### Task to complete:
In your reply, reproduce the lines from the first one below to the line containing "negative clicks: (647, 335)", inclusive, exactly as they stand.

### Supplied information:

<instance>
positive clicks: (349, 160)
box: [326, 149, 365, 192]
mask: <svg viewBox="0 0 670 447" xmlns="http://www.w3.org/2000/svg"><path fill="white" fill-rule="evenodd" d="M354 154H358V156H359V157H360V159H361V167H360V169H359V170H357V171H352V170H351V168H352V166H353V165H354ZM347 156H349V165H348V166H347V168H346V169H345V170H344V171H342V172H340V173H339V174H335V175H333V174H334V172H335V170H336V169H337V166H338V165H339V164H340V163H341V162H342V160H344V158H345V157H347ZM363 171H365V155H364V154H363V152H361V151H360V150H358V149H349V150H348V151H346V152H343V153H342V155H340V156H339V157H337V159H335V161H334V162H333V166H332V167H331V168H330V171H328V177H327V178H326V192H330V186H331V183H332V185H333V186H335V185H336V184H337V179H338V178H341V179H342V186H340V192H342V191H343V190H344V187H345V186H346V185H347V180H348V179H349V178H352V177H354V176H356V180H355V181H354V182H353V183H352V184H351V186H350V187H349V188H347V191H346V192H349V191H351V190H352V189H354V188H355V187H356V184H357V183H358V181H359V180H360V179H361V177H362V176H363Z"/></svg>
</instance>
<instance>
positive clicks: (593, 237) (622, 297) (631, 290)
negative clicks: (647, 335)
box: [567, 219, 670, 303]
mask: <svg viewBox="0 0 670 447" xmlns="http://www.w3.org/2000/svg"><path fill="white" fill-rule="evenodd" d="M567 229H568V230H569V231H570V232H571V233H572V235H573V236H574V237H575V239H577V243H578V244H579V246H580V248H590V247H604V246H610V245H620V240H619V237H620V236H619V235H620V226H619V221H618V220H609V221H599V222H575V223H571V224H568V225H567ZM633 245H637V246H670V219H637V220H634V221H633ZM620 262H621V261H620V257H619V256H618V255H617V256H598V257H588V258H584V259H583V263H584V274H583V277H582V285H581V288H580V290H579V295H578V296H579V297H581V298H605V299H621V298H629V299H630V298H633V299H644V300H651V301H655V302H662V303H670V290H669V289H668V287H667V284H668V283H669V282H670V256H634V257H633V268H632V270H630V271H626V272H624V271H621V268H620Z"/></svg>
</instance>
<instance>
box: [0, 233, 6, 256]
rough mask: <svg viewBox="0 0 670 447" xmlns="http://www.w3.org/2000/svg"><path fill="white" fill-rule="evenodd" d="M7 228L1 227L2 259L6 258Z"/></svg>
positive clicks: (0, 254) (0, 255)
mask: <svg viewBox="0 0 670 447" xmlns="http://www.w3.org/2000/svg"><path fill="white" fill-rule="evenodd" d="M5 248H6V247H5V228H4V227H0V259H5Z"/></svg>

### Exercise output:
<instance>
positive clicks: (349, 160)
box: [326, 149, 365, 192]
mask: <svg viewBox="0 0 670 447" xmlns="http://www.w3.org/2000/svg"><path fill="white" fill-rule="evenodd" d="M354 154H358V156H359V157H360V159H361V167H360V169H359V170H357V171H352V170H351V168H352V166H353V165H354ZM347 156H349V165H348V166H347V168H346V169H345V170H344V171H342V172H340V173H339V174H335V175H333V174H334V172H335V170H336V169H337V166H338V165H339V164H340V163H341V162H342V160H344V158H345V157H347ZM363 171H365V155H364V154H363V152H361V151H360V150H358V149H349V150H348V151H346V152H343V153H342V155H340V156H339V157H337V159H335V161H334V162H333V166H332V167H331V168H330V171H328V177H327V178H326V192H330V186H331V183H332V185H333V186H335V185H336V184H337V179H338V178H341V179H342V186H340V192H342V191H343V190H344V187H345V186H346V185H347V180H348V179H349V178H352V177H354V176H356V180H355V181H354V182H353V183H352V184H351V186H350V187H349V188H347V191H346V192H349V191H351V190H352V189H354V188H355V187H356V184H357V183H358V181H359V180H360V179H361V177H362V176H363Z"/></svg>
</instance>
<instance>
positive clicks: (593, 237) (622, 297) (631, 290)
negative clicks: (647, 335)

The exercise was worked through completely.